> [PROVIDED DATA]

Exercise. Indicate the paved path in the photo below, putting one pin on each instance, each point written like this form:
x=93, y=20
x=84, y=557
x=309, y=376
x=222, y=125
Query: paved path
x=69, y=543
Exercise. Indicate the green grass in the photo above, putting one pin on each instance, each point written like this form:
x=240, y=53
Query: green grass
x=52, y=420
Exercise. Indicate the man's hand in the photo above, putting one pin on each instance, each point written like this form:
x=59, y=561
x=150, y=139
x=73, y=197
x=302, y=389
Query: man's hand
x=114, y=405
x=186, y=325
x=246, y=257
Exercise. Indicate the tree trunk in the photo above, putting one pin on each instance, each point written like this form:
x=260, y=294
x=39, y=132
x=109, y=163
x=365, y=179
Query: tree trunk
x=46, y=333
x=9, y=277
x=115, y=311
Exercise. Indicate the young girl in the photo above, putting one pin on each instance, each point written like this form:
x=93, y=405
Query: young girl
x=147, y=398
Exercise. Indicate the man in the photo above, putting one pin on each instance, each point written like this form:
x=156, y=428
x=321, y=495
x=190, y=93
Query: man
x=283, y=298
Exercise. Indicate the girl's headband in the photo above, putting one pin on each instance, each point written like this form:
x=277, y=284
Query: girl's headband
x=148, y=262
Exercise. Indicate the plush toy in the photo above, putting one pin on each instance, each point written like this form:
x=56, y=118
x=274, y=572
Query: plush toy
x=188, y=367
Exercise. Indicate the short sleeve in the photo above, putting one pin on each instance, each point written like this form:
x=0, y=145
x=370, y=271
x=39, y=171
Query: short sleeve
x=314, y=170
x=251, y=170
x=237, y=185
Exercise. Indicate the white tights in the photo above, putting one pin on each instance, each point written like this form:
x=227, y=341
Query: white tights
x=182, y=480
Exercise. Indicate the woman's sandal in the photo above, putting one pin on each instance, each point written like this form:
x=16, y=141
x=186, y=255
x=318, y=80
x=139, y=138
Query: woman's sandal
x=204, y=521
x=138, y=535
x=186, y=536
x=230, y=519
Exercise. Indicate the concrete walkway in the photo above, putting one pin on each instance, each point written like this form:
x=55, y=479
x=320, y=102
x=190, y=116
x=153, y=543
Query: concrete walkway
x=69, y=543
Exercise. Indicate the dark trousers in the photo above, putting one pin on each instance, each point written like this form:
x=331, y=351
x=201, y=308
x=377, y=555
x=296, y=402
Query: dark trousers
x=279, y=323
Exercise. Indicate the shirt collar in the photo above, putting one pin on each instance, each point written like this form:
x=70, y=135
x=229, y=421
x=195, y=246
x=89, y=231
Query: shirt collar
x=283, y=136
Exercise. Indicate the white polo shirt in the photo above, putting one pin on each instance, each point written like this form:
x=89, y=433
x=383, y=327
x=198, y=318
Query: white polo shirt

> [TASK REQUIREMENTS]
Show, from the listing above, each line that contains the word "polo".

> [RESPONSE]
Exercise. Indicate the white polo shirt in the photo above, putting one pin on each instance, each point written like this form:
Query: white polo shirt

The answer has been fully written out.